___ Data provided ___

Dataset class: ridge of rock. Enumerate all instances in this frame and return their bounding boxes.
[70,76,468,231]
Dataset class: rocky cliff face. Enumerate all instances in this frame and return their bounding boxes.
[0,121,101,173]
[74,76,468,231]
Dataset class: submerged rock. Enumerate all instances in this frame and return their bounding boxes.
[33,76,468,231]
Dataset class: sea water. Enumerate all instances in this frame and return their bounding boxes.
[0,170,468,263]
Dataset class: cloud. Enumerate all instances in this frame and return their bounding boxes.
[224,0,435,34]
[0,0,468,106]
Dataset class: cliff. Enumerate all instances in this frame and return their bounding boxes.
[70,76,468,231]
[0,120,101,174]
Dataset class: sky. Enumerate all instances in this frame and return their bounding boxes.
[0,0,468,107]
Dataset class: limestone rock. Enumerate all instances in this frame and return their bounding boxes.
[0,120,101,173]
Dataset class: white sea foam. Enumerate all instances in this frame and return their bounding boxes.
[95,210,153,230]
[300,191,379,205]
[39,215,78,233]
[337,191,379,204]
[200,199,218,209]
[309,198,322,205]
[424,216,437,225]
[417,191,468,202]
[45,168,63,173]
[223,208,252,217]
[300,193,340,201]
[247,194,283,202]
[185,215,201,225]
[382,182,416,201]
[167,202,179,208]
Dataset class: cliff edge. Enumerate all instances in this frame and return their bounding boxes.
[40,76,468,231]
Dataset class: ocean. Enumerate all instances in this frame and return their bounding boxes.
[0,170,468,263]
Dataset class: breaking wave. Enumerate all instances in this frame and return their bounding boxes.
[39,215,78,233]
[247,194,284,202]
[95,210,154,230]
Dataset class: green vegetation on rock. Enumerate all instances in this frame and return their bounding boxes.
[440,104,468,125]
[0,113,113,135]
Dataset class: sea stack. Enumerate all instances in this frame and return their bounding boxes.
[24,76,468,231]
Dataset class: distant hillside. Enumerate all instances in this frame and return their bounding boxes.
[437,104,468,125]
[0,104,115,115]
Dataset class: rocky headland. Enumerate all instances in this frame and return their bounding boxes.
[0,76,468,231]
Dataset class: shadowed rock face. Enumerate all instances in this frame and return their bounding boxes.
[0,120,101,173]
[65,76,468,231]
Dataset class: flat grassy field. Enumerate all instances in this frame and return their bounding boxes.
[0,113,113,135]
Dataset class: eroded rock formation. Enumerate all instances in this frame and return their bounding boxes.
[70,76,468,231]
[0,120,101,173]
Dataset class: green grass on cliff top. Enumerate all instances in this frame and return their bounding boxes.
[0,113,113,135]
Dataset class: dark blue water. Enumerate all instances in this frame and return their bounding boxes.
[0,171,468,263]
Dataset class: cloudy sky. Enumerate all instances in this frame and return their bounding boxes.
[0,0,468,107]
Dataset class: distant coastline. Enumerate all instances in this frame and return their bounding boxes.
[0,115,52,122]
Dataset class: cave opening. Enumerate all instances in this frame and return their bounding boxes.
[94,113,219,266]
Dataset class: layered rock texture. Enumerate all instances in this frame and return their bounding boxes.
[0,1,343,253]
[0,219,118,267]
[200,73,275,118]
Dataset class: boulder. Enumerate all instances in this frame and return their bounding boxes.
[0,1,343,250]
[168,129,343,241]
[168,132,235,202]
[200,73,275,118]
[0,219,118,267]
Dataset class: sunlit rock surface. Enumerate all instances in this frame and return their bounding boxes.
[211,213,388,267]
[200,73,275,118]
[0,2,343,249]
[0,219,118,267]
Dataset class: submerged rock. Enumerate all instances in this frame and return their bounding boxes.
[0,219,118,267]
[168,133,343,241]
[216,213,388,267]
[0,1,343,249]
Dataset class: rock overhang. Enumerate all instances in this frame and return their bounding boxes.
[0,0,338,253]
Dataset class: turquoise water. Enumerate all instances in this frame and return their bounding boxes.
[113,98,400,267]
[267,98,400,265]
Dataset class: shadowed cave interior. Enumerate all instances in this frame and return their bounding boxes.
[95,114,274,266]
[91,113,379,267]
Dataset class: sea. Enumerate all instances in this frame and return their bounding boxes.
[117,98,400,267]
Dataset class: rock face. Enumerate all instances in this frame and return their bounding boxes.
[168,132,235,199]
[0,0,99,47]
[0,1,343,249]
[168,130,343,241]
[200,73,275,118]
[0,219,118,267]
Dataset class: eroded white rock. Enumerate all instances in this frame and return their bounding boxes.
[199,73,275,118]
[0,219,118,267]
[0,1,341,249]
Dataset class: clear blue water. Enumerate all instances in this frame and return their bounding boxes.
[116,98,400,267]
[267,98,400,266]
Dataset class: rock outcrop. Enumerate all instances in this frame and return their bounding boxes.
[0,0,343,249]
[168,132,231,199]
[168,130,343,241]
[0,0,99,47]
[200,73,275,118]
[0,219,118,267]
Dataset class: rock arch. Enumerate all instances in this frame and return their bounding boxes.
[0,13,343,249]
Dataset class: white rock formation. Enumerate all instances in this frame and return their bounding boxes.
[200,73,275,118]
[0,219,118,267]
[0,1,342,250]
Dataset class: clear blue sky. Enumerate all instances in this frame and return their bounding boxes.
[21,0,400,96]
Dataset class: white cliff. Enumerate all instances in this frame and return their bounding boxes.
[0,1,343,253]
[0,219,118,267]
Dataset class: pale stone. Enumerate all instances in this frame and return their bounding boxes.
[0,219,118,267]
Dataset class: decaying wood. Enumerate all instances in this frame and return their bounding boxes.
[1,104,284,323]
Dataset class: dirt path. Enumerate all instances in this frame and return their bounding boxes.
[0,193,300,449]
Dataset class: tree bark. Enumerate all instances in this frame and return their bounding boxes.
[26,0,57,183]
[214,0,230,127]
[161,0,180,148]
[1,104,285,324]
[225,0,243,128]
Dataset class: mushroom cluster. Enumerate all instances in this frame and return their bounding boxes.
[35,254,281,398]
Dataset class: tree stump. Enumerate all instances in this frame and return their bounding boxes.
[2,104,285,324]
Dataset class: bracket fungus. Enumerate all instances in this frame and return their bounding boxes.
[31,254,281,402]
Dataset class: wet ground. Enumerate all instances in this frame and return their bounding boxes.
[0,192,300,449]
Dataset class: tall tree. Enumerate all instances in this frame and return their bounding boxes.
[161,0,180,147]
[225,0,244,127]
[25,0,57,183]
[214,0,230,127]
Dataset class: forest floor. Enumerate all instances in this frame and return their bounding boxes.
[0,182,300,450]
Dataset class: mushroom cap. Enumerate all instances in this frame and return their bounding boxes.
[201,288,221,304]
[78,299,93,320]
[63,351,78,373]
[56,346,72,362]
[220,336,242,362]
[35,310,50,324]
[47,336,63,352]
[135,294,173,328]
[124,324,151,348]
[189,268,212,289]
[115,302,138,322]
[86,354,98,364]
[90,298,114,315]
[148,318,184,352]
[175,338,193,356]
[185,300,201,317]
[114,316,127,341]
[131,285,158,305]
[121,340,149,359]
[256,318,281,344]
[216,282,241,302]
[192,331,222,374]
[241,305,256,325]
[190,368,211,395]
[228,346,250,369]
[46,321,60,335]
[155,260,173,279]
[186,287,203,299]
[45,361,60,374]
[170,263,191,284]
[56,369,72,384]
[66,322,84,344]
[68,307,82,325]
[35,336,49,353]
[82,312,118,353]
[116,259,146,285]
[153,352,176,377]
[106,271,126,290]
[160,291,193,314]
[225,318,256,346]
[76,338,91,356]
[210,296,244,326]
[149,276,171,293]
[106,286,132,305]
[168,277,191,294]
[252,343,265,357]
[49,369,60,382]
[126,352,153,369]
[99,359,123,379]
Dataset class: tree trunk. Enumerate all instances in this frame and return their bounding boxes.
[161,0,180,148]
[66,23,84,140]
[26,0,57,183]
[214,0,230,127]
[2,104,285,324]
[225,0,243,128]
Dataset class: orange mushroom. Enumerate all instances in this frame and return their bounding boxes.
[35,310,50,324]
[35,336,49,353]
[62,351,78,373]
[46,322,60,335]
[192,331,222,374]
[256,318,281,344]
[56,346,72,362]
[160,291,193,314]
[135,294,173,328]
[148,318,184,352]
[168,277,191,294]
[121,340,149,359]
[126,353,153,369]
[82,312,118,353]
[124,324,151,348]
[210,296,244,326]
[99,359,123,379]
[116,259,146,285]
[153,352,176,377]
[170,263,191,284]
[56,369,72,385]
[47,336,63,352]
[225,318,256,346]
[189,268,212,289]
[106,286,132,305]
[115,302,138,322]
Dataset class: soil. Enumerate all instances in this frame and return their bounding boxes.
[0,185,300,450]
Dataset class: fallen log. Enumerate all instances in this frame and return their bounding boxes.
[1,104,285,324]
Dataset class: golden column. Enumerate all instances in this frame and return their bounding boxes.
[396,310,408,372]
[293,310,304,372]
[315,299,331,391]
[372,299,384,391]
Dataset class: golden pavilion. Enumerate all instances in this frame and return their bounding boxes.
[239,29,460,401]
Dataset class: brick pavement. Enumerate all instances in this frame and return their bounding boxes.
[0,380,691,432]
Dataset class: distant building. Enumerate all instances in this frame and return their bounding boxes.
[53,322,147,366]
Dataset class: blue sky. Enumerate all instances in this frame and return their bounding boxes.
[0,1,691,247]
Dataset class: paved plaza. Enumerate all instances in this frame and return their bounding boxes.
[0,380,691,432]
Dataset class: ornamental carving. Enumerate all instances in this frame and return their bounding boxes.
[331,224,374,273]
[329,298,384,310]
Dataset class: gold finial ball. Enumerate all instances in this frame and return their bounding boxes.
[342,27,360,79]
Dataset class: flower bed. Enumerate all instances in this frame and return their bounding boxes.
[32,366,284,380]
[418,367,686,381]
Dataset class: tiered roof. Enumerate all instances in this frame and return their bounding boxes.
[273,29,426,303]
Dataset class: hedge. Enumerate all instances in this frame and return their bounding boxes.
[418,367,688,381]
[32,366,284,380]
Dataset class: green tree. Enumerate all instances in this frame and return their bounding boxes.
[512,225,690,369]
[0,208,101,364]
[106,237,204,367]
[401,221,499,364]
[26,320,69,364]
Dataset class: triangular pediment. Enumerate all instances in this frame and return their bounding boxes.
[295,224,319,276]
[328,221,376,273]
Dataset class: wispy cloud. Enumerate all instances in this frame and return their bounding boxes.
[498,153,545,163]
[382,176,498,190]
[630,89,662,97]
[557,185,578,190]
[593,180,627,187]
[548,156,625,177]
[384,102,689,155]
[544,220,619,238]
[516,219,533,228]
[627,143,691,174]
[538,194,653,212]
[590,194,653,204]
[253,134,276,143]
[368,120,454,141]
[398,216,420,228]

___

Reproduce the part of the rows that opens with the line containing "Dataset class: dirt" and closes with the line containing "[0,182,300,450]", with every "frame" renamed to "image" and everything else left unchanged.

Dataset class: dirt path. Enumerate all instances in this image and return their bounding boxes.
[0,193,300,449]
Dataset class: tree bark. Enumerate all instances in this image and return their bounding boxes.
[26,0,57,183]
[214,0,230,127]
[161,0,180,148]
[1,104,285,324]
[225,0,243,128]
Dataset class: mushroom cluster. Enumerate all instances in this image and return their bounding boxes.
[35,254,281,398]
Dataset class: tree stump. Enumerate all instances in this image and return their bounding boxes.
[2,104,285,324]
Dataset class: bracket fungus. Enumerate all instances in this image and return their bounding boxes.
[31,254,281,402]
Dataset class: wet ground. Enumerate all instances in this image and return their bounding boxes.
[0,192,300,449]
Dataset class: tall tree. Enumerate all instances in this image and return their bounding boxes.
[161,0,180,147]
[225,0,244,127]
[25,0,57,183]
[214,0,230,127]
Dataset class: forest floor. Enumerate all instances in this image and return their bounding boxes.
[0,182,300,450]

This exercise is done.